— START TASK INPUTS —

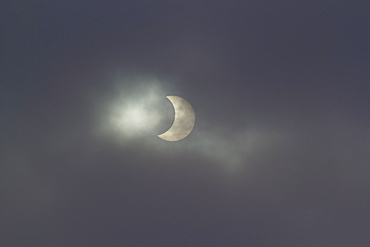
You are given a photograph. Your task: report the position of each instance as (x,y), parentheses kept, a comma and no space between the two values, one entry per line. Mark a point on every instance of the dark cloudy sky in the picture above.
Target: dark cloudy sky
(279,156)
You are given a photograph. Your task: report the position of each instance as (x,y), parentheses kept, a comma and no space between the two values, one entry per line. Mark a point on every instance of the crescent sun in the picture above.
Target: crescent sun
(184,120)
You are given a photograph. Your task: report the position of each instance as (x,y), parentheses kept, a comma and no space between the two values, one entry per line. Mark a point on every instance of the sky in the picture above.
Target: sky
(279,155)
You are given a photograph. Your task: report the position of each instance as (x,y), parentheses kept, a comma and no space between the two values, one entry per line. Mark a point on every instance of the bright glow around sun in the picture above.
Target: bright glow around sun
(138,111)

— END TASK INPUTS —

- GIVEN TASK
Rescale the data from the line containing "the sky in the picture above." through the end of the data, inclusive. Repeat every line in that span, requests included, and multiply each point coordinate in the answers by 2.3, rounding to whole numbers with halves rounded up.

- SOLUTION TO THE EXERCISE
You are given a photograph. Your task: report the position of each instance as (x,y), parentheses kept, a comma and no space between the two values, one entry per line. Mark a point on every instance of the sky in the picture above.
Target: sky
(642,357)
You are given a photograph. Your task: report the position of each instance as (x,y), parentheses kept, a comma and no space between the two values, one entry per line. Mark a point on every instance of the bright glow around sun in the picture above.
Target: bright glow around sun
(317,255)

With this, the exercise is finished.